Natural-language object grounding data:
>>>

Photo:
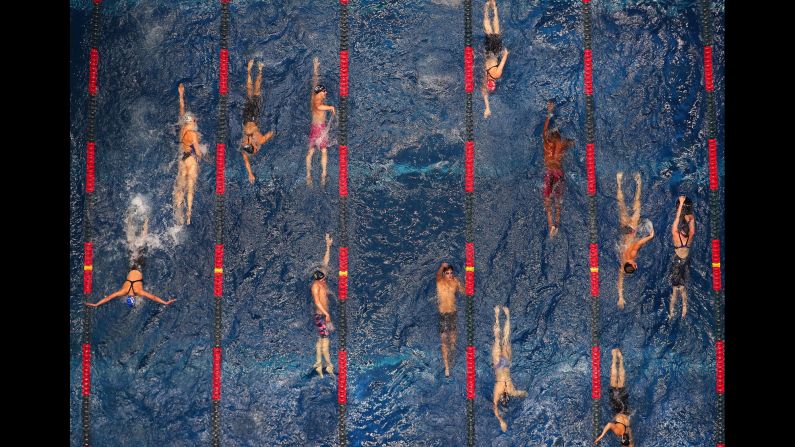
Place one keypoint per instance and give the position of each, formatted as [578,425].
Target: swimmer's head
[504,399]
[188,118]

<<<
>>>

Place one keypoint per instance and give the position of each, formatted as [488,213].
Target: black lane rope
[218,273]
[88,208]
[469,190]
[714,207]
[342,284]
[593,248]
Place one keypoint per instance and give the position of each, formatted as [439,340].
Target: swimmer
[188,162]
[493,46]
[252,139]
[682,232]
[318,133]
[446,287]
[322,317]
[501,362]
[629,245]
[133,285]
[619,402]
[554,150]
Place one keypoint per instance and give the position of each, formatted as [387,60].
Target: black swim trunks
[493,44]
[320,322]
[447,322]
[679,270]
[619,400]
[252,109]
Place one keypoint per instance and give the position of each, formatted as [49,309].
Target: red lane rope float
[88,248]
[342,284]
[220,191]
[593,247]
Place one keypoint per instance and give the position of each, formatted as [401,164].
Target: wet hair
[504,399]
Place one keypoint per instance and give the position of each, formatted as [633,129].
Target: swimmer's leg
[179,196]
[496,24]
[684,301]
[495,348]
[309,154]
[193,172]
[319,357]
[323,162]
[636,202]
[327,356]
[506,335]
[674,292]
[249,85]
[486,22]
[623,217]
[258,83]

<<<
>>>

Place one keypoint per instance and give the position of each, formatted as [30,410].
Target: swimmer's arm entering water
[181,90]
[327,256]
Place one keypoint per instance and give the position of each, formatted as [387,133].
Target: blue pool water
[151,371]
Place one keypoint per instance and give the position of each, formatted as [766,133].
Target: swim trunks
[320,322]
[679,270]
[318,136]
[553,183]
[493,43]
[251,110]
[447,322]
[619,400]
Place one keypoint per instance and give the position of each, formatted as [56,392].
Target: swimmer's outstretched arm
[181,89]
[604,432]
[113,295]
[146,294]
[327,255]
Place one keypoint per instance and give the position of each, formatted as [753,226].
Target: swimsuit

<<<

Exercise requirements => Beginning at the line with "formatted as [439,340]." and stopping after the line with "formatted as [49,309].", please write out every line of the data above exactly and nothing else.

Answer to this problem =>
Place one keypoint per instance and give the position of each, formatted as [439,340].
Target: swimmer
[188,162]
[493,46]
[252,139]
[682,232]
[318,133]
[446,287]
[322,317]
[501,362]
[629,245]
[133,285]
[619,402]
[554,150]
Place one keypoint per instance and give the position of each, formatted as [387,60].
Target: black swim trunks
[493,44]
[320,322]
[447,322]
[679,270]
[619,400]
[252,109]
Place one keypoint per instance and give the position of each, formatted as [49,309].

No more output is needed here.